PROVIDED INFORMATION:
....
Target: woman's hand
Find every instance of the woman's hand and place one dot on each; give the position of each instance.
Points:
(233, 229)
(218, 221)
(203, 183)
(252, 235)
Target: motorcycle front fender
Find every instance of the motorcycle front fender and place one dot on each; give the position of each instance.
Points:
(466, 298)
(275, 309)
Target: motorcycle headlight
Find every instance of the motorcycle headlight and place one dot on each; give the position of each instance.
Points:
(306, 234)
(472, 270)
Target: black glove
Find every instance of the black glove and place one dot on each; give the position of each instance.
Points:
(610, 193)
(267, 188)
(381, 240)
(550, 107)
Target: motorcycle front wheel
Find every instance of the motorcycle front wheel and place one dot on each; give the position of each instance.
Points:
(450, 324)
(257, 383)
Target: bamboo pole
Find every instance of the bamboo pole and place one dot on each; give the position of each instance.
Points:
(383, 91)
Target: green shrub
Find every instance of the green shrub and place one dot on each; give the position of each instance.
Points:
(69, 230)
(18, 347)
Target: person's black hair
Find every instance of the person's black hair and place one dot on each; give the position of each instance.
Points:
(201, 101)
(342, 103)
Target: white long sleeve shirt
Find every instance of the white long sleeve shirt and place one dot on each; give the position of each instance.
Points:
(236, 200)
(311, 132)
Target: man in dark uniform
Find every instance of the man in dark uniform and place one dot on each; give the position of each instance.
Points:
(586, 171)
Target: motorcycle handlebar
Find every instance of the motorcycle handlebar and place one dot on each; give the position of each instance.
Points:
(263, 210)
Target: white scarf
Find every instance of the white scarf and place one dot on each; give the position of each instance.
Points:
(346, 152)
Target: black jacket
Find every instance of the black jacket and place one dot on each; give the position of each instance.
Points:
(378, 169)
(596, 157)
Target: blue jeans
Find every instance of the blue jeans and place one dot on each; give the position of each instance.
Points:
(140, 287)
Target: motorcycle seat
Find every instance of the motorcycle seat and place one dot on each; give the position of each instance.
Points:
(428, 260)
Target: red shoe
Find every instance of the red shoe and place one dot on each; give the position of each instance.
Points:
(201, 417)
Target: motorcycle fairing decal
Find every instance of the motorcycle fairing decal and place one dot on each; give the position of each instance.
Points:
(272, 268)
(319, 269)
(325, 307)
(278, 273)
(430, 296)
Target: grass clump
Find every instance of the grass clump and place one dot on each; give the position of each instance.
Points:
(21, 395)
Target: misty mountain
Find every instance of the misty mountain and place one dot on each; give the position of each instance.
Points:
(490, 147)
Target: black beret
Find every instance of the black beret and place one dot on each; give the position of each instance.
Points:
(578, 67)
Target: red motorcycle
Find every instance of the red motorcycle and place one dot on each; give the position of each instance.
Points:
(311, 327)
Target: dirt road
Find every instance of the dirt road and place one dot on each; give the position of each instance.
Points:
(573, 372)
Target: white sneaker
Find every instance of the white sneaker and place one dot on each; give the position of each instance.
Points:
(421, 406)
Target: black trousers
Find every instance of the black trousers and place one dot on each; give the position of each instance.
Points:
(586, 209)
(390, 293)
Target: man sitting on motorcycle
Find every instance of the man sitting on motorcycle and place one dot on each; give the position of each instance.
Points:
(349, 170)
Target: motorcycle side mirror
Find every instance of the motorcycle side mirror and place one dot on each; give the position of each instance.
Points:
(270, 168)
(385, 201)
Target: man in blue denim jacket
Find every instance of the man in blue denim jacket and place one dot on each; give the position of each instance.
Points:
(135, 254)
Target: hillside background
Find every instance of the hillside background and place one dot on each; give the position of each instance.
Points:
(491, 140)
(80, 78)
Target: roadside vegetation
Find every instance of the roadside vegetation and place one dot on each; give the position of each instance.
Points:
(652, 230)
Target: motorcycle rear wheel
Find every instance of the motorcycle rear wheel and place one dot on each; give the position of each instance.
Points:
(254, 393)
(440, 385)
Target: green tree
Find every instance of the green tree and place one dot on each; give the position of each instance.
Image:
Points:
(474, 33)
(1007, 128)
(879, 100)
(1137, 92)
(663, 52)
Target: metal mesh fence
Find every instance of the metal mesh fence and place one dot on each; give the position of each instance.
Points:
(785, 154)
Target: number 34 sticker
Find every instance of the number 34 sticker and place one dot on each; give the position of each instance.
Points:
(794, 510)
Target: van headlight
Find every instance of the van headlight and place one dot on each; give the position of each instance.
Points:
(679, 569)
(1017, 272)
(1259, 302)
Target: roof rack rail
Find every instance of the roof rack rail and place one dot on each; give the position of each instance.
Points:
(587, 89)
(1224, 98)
....
Whatever appears in the records must be returned exactly.

OUTPUT FOR THIS TASK:
Target: woman's hand
Find every instance of the woman's hand and place one dot on each; give the position of each instance.
Points:
(233, 229)
(218, 221)
(203, 183)
(252, 235)
Target: motorcycle front fender
Find every instance of the motorcycle front fender and place one dot on each; give the position of each instance.
Points:
(466, 298)
(275, 309)
Target: motorcycle headlight
Find every instance of the motorcycle headlight and place one dot on each; give the position of each instance.
Points:
(306, 234)
(472, 270)
Target: black glove
Find every instance of the black glove and place one dot on each; give the position of each instance.
Points:
(610, 193)
(267, 188)
(381, 240)
(550, 107)
Target: motorcycle front wheel
Find every instance of the motorcycle front wheel and place one dot on each; give the position of each instance.
Points:
(450, 324)
(257, 383)
Target: bamboo pole
Find every instance of the bamboo pole and place one dot on each; give the position of each instance.
Points:
(383, 91)
Target: green shrub
Find every instance of the green shrub and place one dot on each; give the position of each instance.
Points:
(69, 230)
(18, 347)
Target: person's black hair
Find every instance of the person's black hair and place one dot on each; give the position of each instance.
Points:
(201, 101)
(342, 103)
Target: white long sleeve shirt
Find every instance of the white long sleeve shirt and place one dot on each; give the position of each instance.
Points:
(236, 200)
(311, 132)
Target: man in dark uniform
Find every instance of the man in dark uniform and place one dot on each; give the position of each instance.
Points:
(586, 171)
Target: motorcycle handlebar
Find every instance of the motorcycle handlebar and place one dot on each; give the position of each instance.
Points:
(263, 210)
Target: white scarf
Find every instance of the white scarf and place one dot on each; give the position of each instance.
Points:
(346, 152)
Target: black jacket
Find every instance of the black jacket and place one dot on each; give the position of each instance.
Points:
(378, 169)
(596, 157)
Target: blue jeans
Find every instance of the blue jeans and place one dot on each; give the position of each instance.
Points:
(140, 287)
Target: motorcycle seat
Find every instance of the motorcycle seat and place one dot on each; give the position of each instance.
Points:
(428, 260)
Target: red shoe
Find every instance of the red shoe and place one dot on each; give the position of each instance.
Points:
(201, 417)
Target: motorcycle fairing decal
Find every instance of the motorcycle fairing decal and place one dot on each; give the position of each instance.
Points:
(272, 268)
(319, 269)
(325, 307)
(278, 273)
(430, 296)
Target: grass clump
Find every instance of the grass clump and place one dot on each; give the position of each instance.
Points:
(21, 395)
Target: misty mountain
Find every instance of the misty mountain and place one dot on each; give the position of each instance.
Points:
(490, 147)
Target: black beret
Find every instance of the black beret and place one dot on each; give the position of each instance.
Points:
(578, 67)
Target: red motorcycle
Find every instance of the red motorcycle and place one dot on each; give the position of each instance.
Points:
(311, 327)
Target: dirt road
Find every instance of the dirt road and place one dot on each; give the position of each instance.
Points:
(573, 372)
Target: white sneaker
Find every instance of the white sneaker and place one dot on each; give the position of each instance.
Points:
(421, 406)
Target: black trousers
Find every instance of the black trousers and place one dot on each; give the position of each instance.
Points:
(586, 209)
(390, 293)
Target: man sitting on motorcycle
Find every instance of the man sitting on motorcycle and place one dot on each; give the position of each instance.
Points:
(349, 170)
Target: motorcycle side mirror
Find every instance of the motorcycle side mirror and place one dot on each; give the position of each instance.
Points:
(270, 168)
(385, 201)
Target: man in blue denim jacket
Find every instance of the man in blue denim jacket and place one dot on each; give the position of each instance.
Points:
(135, 254)
Target: hillside background
Find every instance of the hillside background and place one dot on each; give the position of each instance.
Points:
(491, 140)
(80, 78)
Target: roadside vegetation
Find every instance of the roadside vegetation and place one dot on each; give the position of each instance.
Points:
(652, 230)
Target: motorcycle rear wheel
Find every instance of the motorcycle rear wheel and place one dot on each; give the position of each instance.
Points:
(254, 393)
(440, 385)
Target: green tree
Find every instance of the green tree and place one dot on each; give the position of each instance.
Image:
Points:
(474, 33)
(1007, 128)
(879, 100)
(1137, 92)
(663, 52)
Target: metal mesh fence
Find every instance of the metal mesh fence and place one dot on each; give the position of each instance.
Points:
(785, 154)
Target: number 34 sticker
Find every instance of the number 34 sticker and place one dot on each; give the position of each instance.
Points:
(794, 510)
Target: van headlight
Find every instance of the van headlight and place one dot on each; give the position of each instance.
Points:
(679, 569)
(1017, 272)
(1259, 302)
Target: roof rack rail
Find every instance of the roof rack rail and place one dot on each; give the position of each instance.
Points:
(587, 89)
(1224, 98)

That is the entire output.